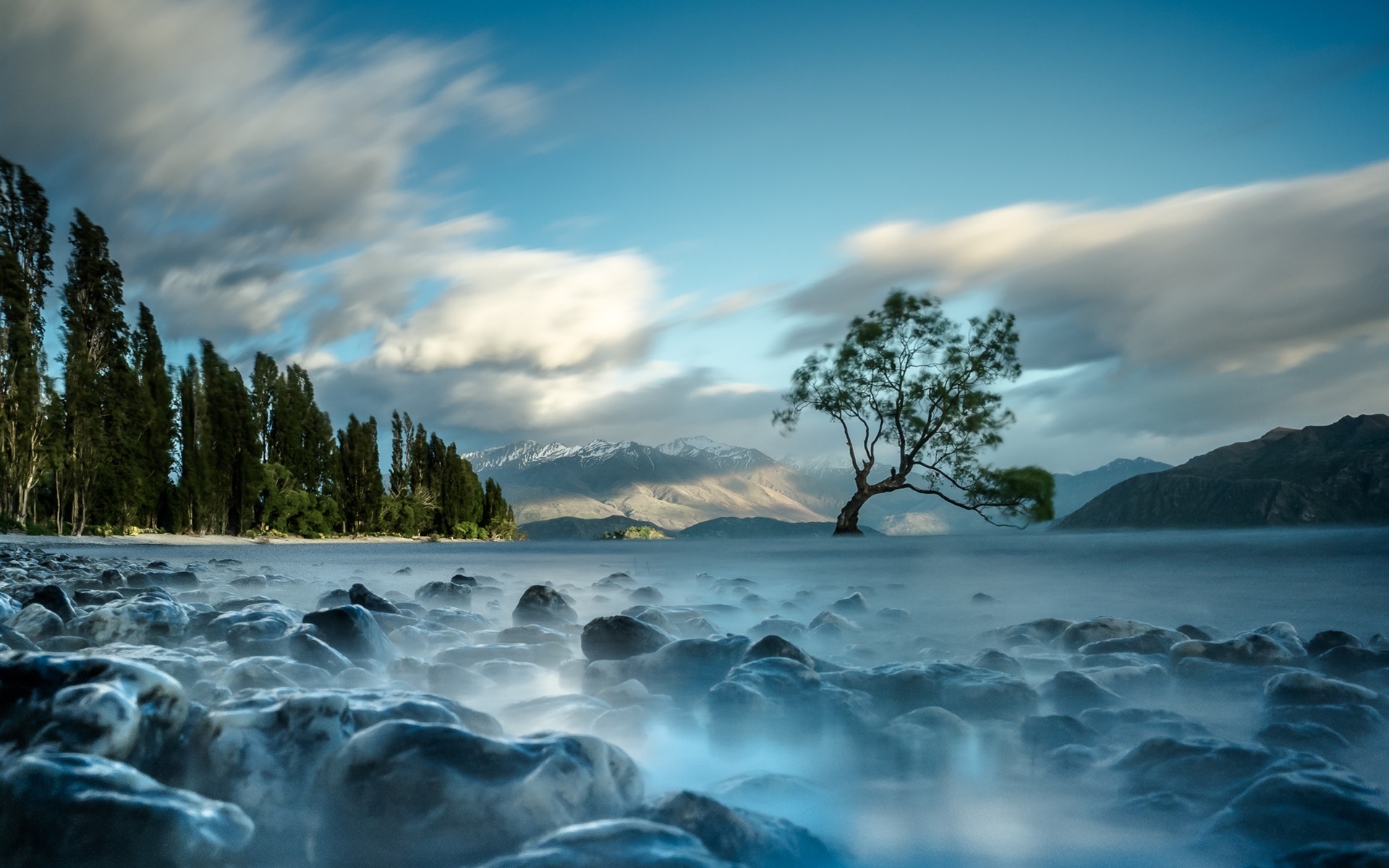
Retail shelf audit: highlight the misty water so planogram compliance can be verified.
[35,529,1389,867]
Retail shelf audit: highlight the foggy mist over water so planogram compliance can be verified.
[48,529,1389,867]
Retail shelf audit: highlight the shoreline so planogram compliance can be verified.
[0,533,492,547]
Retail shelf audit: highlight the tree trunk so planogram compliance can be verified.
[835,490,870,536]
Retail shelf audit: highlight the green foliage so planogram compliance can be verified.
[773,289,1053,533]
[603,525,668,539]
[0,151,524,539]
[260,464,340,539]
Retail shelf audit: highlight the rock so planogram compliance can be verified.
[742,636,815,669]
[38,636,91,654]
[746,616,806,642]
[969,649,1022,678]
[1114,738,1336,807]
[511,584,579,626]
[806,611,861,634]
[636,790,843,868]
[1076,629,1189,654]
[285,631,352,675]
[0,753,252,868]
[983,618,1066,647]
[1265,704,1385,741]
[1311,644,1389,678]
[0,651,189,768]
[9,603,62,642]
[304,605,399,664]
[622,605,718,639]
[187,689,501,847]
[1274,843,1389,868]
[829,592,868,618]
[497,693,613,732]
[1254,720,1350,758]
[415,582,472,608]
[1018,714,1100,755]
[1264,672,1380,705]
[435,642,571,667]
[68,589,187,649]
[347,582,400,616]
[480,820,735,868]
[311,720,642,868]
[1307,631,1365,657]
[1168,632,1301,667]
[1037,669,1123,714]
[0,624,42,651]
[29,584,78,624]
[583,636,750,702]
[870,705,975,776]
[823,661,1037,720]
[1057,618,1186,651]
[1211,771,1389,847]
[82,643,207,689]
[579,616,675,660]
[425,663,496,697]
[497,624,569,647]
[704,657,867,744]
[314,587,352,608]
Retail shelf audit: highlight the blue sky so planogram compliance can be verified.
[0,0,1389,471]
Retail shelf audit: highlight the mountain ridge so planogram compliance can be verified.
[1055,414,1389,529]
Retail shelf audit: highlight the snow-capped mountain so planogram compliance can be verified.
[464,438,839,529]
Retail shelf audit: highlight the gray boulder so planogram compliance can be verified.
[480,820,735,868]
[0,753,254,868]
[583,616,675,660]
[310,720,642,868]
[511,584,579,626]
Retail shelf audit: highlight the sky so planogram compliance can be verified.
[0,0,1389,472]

•••

- **GIVEN INSTRUCTION**:
Rewrite all the rows above with "highlight" changed to "outline" and nothing else altered. Leave the pictures out.

- **CORRECT RESPONSE**:
Retail shelf audit: outline the misty water so planogram compliance can be verified.
[35,529,1389,867]
Retail shelf audit: outline the foggy mist over water so planogram compliance can be verified.
[48,529,1389,867]
Retail shelf audit: outline the shoreline so planogram compliance can be verified.
[0,533,492,547]
Retail shelf audit: outline the tree trunk so planogram compliance can be verified.
[835,490,870,536]
Retail shelf audit: outline the green foliage so planogram compliance can be verified.
[773,289,1053,533]
[603,525,668,539]
[0,151,524,539]
[260,464,340,539]
Retail shelf audit: outline the rock so planogram compliance can be verified.
[742,636,815,669]
[38,636,91,654]
[746,616,806,642]
[969,649,1022,678]
[1114,738,1336,807]
[511,584,579,626]
[806,611,861,634]
[636,790,843,868]
[1076,629,1189,654]
[285,631,352,675]
[0,753,252,868]
[983,618,1066,647]
[1265,704,1385,741]
[1311,644,1389,678]
[0,651,189,768]
[9,603,62,642]
[304,605,399,664]
[622,605,718,639]
[187,689,501,847]
[1274,843,1389,868]
[829,592,868,618]
[497,693,613,732]
[1254,720,1350,758]
[415,582,472,608]
[1018,714,1100,755]
[1264,672,1380,705]
[435,642,571,667]
[68,589,187,649]
[347,582,400,616]
[480,820,735,868]
[311,720,642,868]
[1307,631,1365,657]
[1168,632,1301,667]
[1037,669,1123,714]
[0,624,42,651]
[29,584,78,624]
[583,636,750,702]
[870,705,975,776]
[823,661,1037,720]
[1057,618,1186,651]
[1211,771,1389,847]
[82,643,207,689]
[579,616,675,660]
[425,663,496,697]
[497,624,569,647]
[704,657,867,744]
[314,587,352,608]
Retail shelf audit: outline the blue sky so planogram compliance can be verified.
[0,0,1389,471]
Retail shelf audit: outline the mountain ridge so planogram compliance can be verified.
[1055,414,1389,529]
Retail shelf audit: outline the snow-capped mountain so planogram compliance can be verified.
[464,438,839,529]
Retail shelf audit: outline the gray boulder so planogram compliance can be verified.
[480,820,735,868]
[0,753,254,868]
[583,616,675,660]
[310,720,642,868]
[511,584,579,626]
Retail shelf audit: outline the sky so planogram compliance can be verified.
[0,0,1389,472]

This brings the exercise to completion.